Excerpted text:
■ ■ ■ ■ ■

Given an information source associated with an inherently unstable, rapidly-acting developmental control system—‘dual’ to it—an equivalence class algebra can be constructed by choosing different system origin states $a_0$ and defining the equivalence of two subsequent states at times $m,n>0$, written as $a_m,a_n$, by the existence of high-probability meaningful paths connecting them to the same origin point. Disjoint partition by equivalence class, analogous to orbit equivalence classes in dynamical systems, defines a symmetry groupoid associated with the cognitive process. As described, groupoids are deep generalizations of the group concept in which there is not necessarily a product defined for each possible element pair [14].

The equivalence classes define a set of cognitive dual information sources available to the inherently unstable development regulation system, creating a large groupoid, with each orbit corresponding to a transitive groupoid whose disjoint union is the full groupoid. Each subgroupoid is associated with its own dual information source, and larger groupoids will have richer dual information sources than smaller.

Let $X_{G_i}$ be the control system’s dual information source associated with the groupoid element $G_i$, and let Y be the information source associated with embedding ‘normal’ environmental variation that impinges on development. Again, Wallace [4] details how environmental regularities imply the existence of an environmental information source that, for humans, particularly includes cultural and socioeconomic factors (e.g., Wallace 2015).

■ ■ ■ ■ ■

Material shown:
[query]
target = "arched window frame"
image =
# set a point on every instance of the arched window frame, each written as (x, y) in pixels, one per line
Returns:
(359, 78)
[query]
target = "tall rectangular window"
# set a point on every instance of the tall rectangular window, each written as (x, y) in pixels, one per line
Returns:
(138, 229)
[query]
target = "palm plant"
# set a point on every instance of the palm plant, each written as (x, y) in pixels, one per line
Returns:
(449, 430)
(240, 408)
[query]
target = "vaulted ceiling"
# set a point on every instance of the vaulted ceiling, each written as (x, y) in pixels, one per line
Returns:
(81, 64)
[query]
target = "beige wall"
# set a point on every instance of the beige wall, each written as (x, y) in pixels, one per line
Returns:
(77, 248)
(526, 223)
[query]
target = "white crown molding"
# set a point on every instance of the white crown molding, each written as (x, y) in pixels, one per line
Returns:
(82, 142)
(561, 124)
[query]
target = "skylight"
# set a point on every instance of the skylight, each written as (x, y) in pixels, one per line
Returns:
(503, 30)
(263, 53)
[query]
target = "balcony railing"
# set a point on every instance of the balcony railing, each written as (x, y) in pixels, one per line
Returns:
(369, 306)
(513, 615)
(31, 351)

■ ■ ■ ■ ■

Instructions:
[1] In the excerpted text, rewrite the paragraph that begins "The equivalence classes define a set" as a short bulleted list that keeps its main facts.
[2] List every citation that appears in the excerpted text.
[3] According to the excerpted text, what are groupoids?

Results by task:
[1]
- The equivalence classes define a set of cognitive dual information sources available to the inherently unstable development regulation system.
- Together they create a large groupoid.
- Each orbit corresponds to a transitive groupoid, and the disjoint union of these is the full groupoid.
- Each subgroupoid has its own dual information source.
- Larger groupoids have richer dual information sources than smaller ones.

[2]
- [14]
- Wallace [4]
- Wallace 2015

[3] Groupoids are deep generalizations of the group concept in which a product is not necessarily defined for each possible element pair.